> **WORK TO BE COMPLETED**
Your answer should be the data below, reproduced with nothing changed.
== Segment start ==
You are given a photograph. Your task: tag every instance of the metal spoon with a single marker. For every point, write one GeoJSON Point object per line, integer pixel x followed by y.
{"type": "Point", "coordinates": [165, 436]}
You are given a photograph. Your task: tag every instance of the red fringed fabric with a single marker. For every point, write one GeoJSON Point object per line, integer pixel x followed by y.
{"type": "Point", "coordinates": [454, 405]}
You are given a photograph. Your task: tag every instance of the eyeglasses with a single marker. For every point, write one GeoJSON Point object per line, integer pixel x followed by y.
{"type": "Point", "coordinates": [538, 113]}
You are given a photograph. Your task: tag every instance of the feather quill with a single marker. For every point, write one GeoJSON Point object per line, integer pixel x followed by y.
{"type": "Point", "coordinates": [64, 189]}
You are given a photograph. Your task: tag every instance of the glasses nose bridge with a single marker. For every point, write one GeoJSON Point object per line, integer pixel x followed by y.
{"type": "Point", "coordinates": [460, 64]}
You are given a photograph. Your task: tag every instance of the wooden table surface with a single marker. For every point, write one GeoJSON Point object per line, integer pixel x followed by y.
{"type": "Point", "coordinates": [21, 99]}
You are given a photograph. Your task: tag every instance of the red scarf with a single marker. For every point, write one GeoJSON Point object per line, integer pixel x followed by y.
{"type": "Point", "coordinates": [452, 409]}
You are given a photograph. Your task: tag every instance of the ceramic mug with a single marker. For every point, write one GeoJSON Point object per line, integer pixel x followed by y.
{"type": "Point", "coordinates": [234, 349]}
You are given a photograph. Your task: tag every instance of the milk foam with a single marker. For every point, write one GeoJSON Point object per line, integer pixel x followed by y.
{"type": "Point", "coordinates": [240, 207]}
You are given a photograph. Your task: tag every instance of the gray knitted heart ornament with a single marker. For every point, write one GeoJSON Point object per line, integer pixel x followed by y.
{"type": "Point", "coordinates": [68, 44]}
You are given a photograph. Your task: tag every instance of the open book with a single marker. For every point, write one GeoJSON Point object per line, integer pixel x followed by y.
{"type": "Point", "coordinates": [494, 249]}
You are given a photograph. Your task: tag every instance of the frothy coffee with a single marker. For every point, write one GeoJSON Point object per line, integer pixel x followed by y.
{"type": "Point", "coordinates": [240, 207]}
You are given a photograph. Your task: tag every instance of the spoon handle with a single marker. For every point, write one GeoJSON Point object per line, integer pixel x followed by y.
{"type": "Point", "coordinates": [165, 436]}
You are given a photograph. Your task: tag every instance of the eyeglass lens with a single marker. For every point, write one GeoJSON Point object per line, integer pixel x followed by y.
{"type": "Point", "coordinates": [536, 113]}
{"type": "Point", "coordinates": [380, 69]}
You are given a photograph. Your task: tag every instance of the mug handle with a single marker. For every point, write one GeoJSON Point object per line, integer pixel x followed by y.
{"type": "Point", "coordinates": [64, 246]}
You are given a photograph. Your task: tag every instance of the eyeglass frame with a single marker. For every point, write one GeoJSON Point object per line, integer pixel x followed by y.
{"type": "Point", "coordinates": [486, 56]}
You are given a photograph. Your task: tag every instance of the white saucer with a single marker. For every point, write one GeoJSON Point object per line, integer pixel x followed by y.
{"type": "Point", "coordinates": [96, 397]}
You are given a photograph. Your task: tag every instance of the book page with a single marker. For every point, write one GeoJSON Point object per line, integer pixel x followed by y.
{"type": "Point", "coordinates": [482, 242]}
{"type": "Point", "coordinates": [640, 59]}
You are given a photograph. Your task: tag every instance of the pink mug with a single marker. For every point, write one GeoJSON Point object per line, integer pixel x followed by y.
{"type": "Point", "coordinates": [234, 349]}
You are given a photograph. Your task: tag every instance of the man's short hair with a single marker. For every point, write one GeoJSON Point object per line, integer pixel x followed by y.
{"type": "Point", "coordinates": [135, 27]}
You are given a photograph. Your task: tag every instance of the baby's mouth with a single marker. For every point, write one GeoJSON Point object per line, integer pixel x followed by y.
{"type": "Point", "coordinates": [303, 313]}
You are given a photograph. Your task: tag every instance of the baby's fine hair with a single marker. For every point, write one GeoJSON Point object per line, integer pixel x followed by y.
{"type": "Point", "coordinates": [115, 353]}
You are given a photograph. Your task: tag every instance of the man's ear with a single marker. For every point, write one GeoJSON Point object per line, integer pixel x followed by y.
== Segment end ==
> **RESULT BELOW**
You are given a photograph. Your task: tag every instance of the metal spoon with a single marker. For every point, write one GeoJSON Point object per line, integer pixel x followed by y.
{"type": "Point", "coordinates": [165, 436]}
You are given a photograph. Your task: tag every instance of the red fringed fabric with a single marker. For every point, write one GeoJSON Point object per line, integer pixel x followed by y.
{"type": "Point", "coordinates": [454, 405]}
You are given a photograph. Your task: tag every instance of the eyeglasses with a single marker. For every point, write one GeoJSON Point object per line, integer pixel x followed by y.
{"type": "Point", "coordinates": [538, 113]}
You are given a photograph. Your task: tag every instance of the feather quill with a single marker. For every point, write one GeoJSON Point object per line, integer pixel x followed by y.
{"type": "Point", "coordinates": [64, 189]}
You are given a photograph. Your task: tag every instance of the glasses nose bridge with a single marker. For every point, write one GeoJSON Point object per line, integer pixel x followed by y.
{"type": "Point", "coordinates": [460, 64]}
You are given a photograph. Your task: tag every instance of the wooden table surface with a single marker. For every point, write one GeoJSON Point object per line, integer pixel x followed by y.
{"type": "Point", "coordinates": [21, 99]}
You are given a photograph. Your task: tag every instance of the red scarf with a single marker. For every point, write one GeoJSON Point object per line, integer pixel x followed by y.
{"type": "Point", "coordinates": [452, 409]}
You are given a photograph. Your task: tag every instance of the ceramic mug with a single marker. For every point, write one GeoJSON Point object per line, integer pixel x followed by y.
{"type": "Point", "coordinates": [234, 349]}
You are given a photograph. Your task: tag every instance of the milk foam with a single marker. For every point, write one GeoJSON Point object per line, integer pixel x followed by y.
{"type": "Point", "coordinates": [240, 207]}
You are given a photograph. Your task: tag every instance of the gray knitted heart ornament with a single marker. For every point, write one GeoJSON Point object per line, integer pixel x followed by y.
{"type": "Point", "coordinates": [68, 44]}
You are given a photograph. Your task: tag every instance of the open book with a single marker. For every point, write one GeoJSON Point object per line, integer pixel x followed by y.
{"type": "Point", "coordinates": [494, 249]}
You are given a photograph. Your task: tag every instance of the frothy coffee with a single marker. For every point, write one GeoJSON Point object per line, integer pixel x followed by y.
{"type": "Point", "coordinates": [240, 207]}
You are given a photograph. Your task: tag every instance of the spoon handle with a single marker. For every point, write one GeoJSON Point object per line, integer pixel x followed by y.
{"type": "Point", "coordinates": [165, 436]}
You are given a photograph. Your task: tag every instance of the eyeglass lens with a single marker. For every point, write one GeoJSON Point object per line, integer pixel x followed by y.
{"type": "Point", "coordinates": [536, 113]}
{"type": "Point", "coordinates": [380, 69]}
You are given a photograph. Your task: tag every instance of the mug handle with a single marker. For every point, write one GeoJSON Point object per line, integer pixel x followed by y.
{"type": "Point", "coordinates": [64, 246]}
You are given a photograph. Your task: tag every instance of the eyeglass frame with a single marker. For every point, write one GeoJSON Point object per line, integer pixel x followed by y.
{"type": "Point", "coordinates": [486, 56]}
You are given a photograph. Your task: tag every instance of the white saucer with a single marker. For every point, write one GeoJSON Point object per line, integer pixel x followed by y.
{"type": "Point", "coordinates": [96, 397]}
You are given a photograph. Your task: tag every instance of the book page with a single marker. For every point, write one GeoJSON Point object per line, integer pixel x followed by y.
{"type": "Point", "coordinates": [482, 242]}
{"type": "Point", "coordinates": [640, 59]}
You are given a photograph. Your task: tag every instance of the pink mug with a single marker. For every point, write one GeoJSON Point object per line, integer pixel x followed by y.
{"type": "Point", "coordinates": [234, 349]}
You are given a photograph. Your task: tag every instance of the man's short hair with a single marker. For every point, write one GeoJSON Point object per line, integer pixel x followed by y.
{"type": "Point", "coordinates": [135, 27]}
You are given a photograph. Your task: tag every instance of the baby's mouth with a single marker. For every point, write one GeoJSON Point object per line, integer pixel x followed by y.
{"type": "Point", "coordinates": [303, 313]}
You are given a photograph. Your task: tag every instance of the baby's fine hair with a single marker. For every point, write one GeoJSON Point object per line, integer pixel x followed by y.
{"type": "Point", "coordinates": [115, 353]}
You are given a photograph. Your task: tag every instance of the man's ear with a single marker. For every point, write one GeoJSON Point object per line, integer pixel x followed by y.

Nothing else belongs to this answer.